◆ WORK TO DO ◆
Please locate each line in the records that contains the string "item", treating uppercase and lowercase as different, and copy those lines out in full.

◆ DATA LISTING ◆
/---

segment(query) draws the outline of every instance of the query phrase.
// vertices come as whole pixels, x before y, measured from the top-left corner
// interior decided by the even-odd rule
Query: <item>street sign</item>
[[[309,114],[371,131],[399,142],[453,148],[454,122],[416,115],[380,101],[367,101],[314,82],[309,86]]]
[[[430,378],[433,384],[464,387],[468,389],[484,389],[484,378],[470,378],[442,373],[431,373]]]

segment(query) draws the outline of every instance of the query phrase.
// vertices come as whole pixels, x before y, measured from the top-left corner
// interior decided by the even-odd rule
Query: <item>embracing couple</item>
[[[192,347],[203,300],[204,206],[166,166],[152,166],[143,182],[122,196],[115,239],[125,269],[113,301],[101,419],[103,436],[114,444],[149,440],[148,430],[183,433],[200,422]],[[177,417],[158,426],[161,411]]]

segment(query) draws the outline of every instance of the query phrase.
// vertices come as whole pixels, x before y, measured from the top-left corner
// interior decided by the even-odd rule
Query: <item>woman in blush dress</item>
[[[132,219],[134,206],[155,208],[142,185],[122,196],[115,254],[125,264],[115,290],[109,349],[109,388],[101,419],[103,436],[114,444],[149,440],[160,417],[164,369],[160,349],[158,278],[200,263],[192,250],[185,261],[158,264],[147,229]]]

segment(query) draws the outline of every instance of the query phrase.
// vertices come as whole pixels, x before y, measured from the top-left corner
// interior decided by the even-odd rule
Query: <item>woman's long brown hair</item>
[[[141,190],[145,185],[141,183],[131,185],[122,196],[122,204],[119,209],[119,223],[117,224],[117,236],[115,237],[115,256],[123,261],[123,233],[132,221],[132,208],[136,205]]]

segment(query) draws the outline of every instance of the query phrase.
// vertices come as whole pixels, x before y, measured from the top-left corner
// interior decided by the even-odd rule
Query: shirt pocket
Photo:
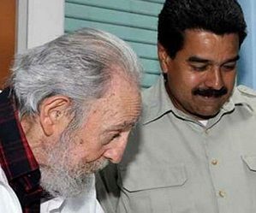
[[[256,172],[256,156],[245,155],[241,156],[241,159],[251,171]]]
[[[184,164],[143,169],[133,165],[119,169],[122,190],[119,207],[122,210],[120,212],[173,212],[170,190],[166,189],[185,184],[188,175]]]

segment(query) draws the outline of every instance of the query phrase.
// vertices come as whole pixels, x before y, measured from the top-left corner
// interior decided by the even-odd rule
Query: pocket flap
[[[256,171],[256,156],[241,156],[242,160],[252,171]]]
[[[182,186],[187,180],[184,164],[138,168],[133,165],[127,169],[120,167],[122,186],[128,192],[148,190],[166,186]]]

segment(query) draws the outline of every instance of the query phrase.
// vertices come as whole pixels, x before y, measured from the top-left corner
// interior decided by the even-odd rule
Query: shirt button
[[[218,163],[218,161],[217,159],[212,159],[211,163],[215,166]]]
[[[222,198],[225,198],[226,197],[226,192],[223,190],[218,191],[218,195]]]

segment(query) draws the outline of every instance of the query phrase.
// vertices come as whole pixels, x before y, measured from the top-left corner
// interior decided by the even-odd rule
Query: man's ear
[[[66,96],[53,96],[45,98],[39,108],[40,124],[45,135],[50,136],[65,126],[67,109],[70,99]]]
[[[158,54],[162,71],[164,74],[167,74],[169,70],[168,63],[170,62],[170,57],[165,48],[159,42],[158,43]]]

\---

◆ SOLUTION TO THIS EXERCISE ◆
Query: <item>street sign</item>
Query: <item>embracing couple</item>
Query: <item>woman in blush dress</item>
Query: <item>woman's long brown hair</item>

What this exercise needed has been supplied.